- **EXCERPTED TEXT**:
▬▬▬▬▬▬

The proposed new employee share ownership scheme ("ESOP") will be an equity-settled share incentive and share appreciation right ("SAR") scheme in terms of which certain qualifying employees will be issued ordinary shares of R0.50 each in the share capital of the company ("Ordinary Shares") and SARs. The ESOP will benefit those employees who do not currently benefit from any other of the company's share incentive schemes and who qualify for the Employee Share Ownership Scheme in terms of the Broad-Based Black Economic Empowerment Codes of Good Practice, as issued under the Broad-Based Black Economic Empowerment Act, 53 of 2003.

The ESOP will be implemented via a trust ("Trust"). A copy of the Trust deed will be available for inspection by shareholders from the date of this notice until the date of the Annual General Meeting, during normal business hours on business days at the company's registered office.

In terms of the ESOP, all persons permanently employed by the Company and who do not participate in any of the company's other share incentive schemes ("Qualifying Employees"), will be issued Ordinary Shares and receive an allocation of share appreciation rights (collectively hereinafter referred to as "Equity"), thereby aligning such employees with the Company's shareholders, by giving them the opportunity of benefiting in the economic growth of the company. One SAR will be underpinned by one notional Ordinary Share.

▬▬▬▬▬▬

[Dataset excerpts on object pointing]
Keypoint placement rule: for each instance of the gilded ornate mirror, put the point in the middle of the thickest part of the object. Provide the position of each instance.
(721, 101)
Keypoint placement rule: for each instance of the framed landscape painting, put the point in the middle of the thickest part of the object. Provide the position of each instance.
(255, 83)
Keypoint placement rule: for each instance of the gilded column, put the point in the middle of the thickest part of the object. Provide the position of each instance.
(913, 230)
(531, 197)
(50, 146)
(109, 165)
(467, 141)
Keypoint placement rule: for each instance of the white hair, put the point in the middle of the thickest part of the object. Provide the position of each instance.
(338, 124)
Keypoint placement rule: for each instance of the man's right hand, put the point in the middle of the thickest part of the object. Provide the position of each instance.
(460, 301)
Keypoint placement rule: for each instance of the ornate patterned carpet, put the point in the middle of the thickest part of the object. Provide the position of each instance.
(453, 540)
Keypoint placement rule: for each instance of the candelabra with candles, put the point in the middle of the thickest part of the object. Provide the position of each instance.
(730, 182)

▬▬▬▬▬▬

- **TASK OBJECTIVE**: Update the passage on the employee share ownership scheme, starting with "The ESOP will be implemented" and going on through "notional Ordinary Share.", so that "Annual General Meeting" is changed to "AGM".

- **OUTPUT**:
The ESOP will be implemented via a trust ("Trust"). A copy of the Trust deed will be available for inspection by shareholders from the date of this notice until the date of the AGM, during normal business hours on business days at the company's registered office.

In terms of the ESOP, all persons permanently employed by the Company and who do not participate in any of the company's other share incentive schemes ("Qualifying Employees"), will be issued Ordinary Shares and receive an allocation of share appreciation rights (collectively hereinafter referred to as "Equity"), thereby aligning such employees with the Company's shareholders, by giving them the opportunity of benefiting in the economic growth of the company. One SAR will be underpinned by one notional Ordinary Share.